### What the exercise asks
Transcribe all of the material exactly.

Point labeling examples:
============

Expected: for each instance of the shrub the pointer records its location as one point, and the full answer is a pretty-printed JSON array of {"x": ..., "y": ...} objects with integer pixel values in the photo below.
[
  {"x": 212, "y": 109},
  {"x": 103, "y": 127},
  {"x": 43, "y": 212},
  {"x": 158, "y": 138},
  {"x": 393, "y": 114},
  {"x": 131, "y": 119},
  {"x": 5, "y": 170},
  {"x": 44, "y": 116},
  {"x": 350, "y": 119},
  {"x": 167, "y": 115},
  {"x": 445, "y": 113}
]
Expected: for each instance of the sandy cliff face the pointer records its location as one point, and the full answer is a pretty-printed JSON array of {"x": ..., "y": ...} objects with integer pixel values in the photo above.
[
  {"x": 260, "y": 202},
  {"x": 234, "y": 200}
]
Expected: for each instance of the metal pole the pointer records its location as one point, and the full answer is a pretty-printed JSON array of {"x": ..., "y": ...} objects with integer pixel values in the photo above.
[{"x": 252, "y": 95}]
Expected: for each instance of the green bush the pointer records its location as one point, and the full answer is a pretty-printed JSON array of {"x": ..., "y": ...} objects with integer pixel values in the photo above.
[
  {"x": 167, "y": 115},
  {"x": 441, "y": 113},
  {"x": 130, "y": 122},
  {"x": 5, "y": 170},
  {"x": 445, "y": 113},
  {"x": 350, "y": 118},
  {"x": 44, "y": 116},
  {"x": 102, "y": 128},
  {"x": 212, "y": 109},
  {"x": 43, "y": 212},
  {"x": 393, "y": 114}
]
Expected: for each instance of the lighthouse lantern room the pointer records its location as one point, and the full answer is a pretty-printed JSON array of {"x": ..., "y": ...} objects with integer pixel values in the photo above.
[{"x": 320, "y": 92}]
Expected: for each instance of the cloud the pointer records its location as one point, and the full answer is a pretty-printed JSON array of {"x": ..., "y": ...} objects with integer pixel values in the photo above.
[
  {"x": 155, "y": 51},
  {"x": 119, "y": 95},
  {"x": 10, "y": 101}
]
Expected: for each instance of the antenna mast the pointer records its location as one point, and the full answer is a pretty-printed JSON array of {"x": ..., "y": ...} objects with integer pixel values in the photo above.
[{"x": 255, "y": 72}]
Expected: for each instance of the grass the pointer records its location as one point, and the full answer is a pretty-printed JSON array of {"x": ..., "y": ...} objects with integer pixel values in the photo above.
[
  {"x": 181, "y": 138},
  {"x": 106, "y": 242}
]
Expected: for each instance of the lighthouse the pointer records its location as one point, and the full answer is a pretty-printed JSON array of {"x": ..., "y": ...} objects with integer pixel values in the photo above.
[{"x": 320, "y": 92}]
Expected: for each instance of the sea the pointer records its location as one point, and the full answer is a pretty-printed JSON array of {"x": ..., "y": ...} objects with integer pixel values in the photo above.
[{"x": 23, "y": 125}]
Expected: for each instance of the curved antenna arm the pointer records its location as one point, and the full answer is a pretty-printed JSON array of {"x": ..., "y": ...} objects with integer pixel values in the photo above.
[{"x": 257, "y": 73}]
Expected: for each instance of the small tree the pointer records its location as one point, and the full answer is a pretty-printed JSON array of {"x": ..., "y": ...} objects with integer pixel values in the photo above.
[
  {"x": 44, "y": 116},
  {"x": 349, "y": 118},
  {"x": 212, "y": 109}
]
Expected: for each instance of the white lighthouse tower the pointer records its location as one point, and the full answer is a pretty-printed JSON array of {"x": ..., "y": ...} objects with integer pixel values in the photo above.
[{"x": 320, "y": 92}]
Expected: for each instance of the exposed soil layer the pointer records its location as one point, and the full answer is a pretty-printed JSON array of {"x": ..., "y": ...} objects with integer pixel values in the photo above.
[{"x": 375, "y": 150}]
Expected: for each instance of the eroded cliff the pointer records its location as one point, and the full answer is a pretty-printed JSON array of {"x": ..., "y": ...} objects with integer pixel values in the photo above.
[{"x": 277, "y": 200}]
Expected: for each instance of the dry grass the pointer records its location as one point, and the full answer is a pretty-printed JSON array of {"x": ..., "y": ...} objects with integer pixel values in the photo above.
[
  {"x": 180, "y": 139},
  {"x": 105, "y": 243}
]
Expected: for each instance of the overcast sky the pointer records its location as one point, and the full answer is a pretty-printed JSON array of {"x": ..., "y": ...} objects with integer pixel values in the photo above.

============

### Reply to the task
Expected: for each instance of the shrub the pointer records its location as one point, and the full answer is a pretty-printed JSON array of {"x": ..., "y": ...} objects with integer pixel values in the photo below.
[
  {"x": 212, "y": 109},
  {"x": 103, "y": 127},
  {"x": 43, "y": 212},
  {"x": 158, "y": 138},
  {"x": 393, "y": 114},
  {"x": 131, "y": 119},
  {"x": 5, "y": 170},
  {"x": 44, "y": 116},
  {"x": 350, "y": 119},
  {"x": 167, "y": 115},
  {"x": 445, "y": 113}
]
Expected: for each instance of the sandy cliff face the pointer records its location as one point, and the full answer is a pretty-printed JSON array of {"x": ..., "y": ...} objects with integer pixel values in the photo above.
[
  {"x": 260, "y": 202},
  {"x": 234, "y": 200}
]
Expected: for each instance of the metal pole the pointer records its location as one point, and the full answer is a pretty-printed JSON array of {"x": ..., "y": ...} objects with integer pixel values in the photo above.
[{"x": 252, "y": 95}]
Expected: for each instance of the green bush the pointer records its location as one point, and the full answer is a pretty-printed JSON array of {"x": ..., "y": ...} objects with integer pixel values in the photo above.
[
  {"x": 167, "y": 115},
  {"x": 441, "y": 113},
  {"x": 130, "y": 122},
  {"x": 5, "y": 170},
  {"x": 445, "y": 113},
  {"x": 350, "y": 118},
  {"x": 44, "y": 116},
  {"x": 102, "y": 128},
  {"x": 212, "y": 109},
  {"x": 43, "y": 212},
  {"x": 393, "y": 114}
]
Expected: for each instance of the lighthouse lantern room the pointer records its location as one point, and the full answer is a pretty-printed JSON array of {"x": ..., "y": ...} objects with integer pixel values in the photo above.
[{"x": 320, "y": 92}]
Expected: for each instance of the cloud the pointer records its location as one point, and the full answer is a pretty-printed JSON array of {"x": ..., "y": ...} objects with integer pixel values in the photo above.
[
  {"x": 155, "y": 51},
  {"x": 119, "y": 95},
  {"x": 10, "y": 101}
]
Expected: for each instance of the antenna mast the pointer records its location as one point, and the full answer is a pretty-printed JSON array of {"x": ..., "y": ...} objects with integer pixel values in the photo above.
[{"x": 255, "y": 72}]
Expected: for each instance of the grass the pointer records its location as one point, and the full answer is a pretty-printed JSON array of {"x": ..., "y": ...} objects with integer pixel values in the photo above.
[
  {"x": 181, "y": 138},
  {"x": 106, "y": 242}
]
Expected: for each instance of the lighthouse the pointer records its location as one point, and the full answer is a pretty-printed JSON array of {"x": ..., "y": ...} objects with integer pixel values in the photo above.
[{"x": 320, "y": 92}]
Expected: for each instance of the sea the pointer records its location as one point, and the full answer is a pretty-printed JSON array of {"x": ..., "y": ...} objects with integer pixel values in the photo above.
[{"x": 23, "y": 125}]
Expected: for each instance of the curved antenna arm the pointer records its location as one point, and the full answer is a pretty-printed JSON array of {"x": ..., "y": ...} objects with integer pixel values in the photo above.
[{"x": 257, "y": 73}]
Expected: for each instance of the small tree the pointer records its location as one point, and the full answer is a pretty-printed JSON array of {"x": ..., "y": ...} objects with integer pixel values in the photo above.
[
  {"x": 44, "y": 116},
  {"x": 349, "y": 118},
  {"x": 212, "y": 109}
]
Expected: for each instance of the white lighthouse tower the pointer records its location as one point, and the full answer is a pretty-printed JSON array of {"x": ..., "y": ...} objects with integer pixel values in the photo above.
[{"x": 320, "y": 92}]
Expected: for each instance of the exposed soil layer the pointer records its location as one point, and the full answer is a pretty-printed JSON array of {"x": ..., "y": ...} objects with integer pixel values in the photo above.
[{"x": 375, "y": 150}]
Expected: for each instance of the eroded cliff the pointer records its location as one point, and the full answer is a pretty-printed JSON array of {"x": ..., "y": ...} objects with integer pixel values in the photo above.
[{"x": 277, "y": 200}]
Expected: for each instance of the dry grass the pointer records its location as one point, and the full answer is a pretty-printed JSON array of {"x": ..., "y": ...} objects with integer pixel values in the photo above.
[
  {"x": 180, "y": 139},
  {"x": 105, "y": 243}
]
Expected: for each instance of the overcast sky the pointer records its location as one point, and the full answer is a pretty-printed JSON array of {"x": ..., "y": ...} objects with integer pixel values in the photo above.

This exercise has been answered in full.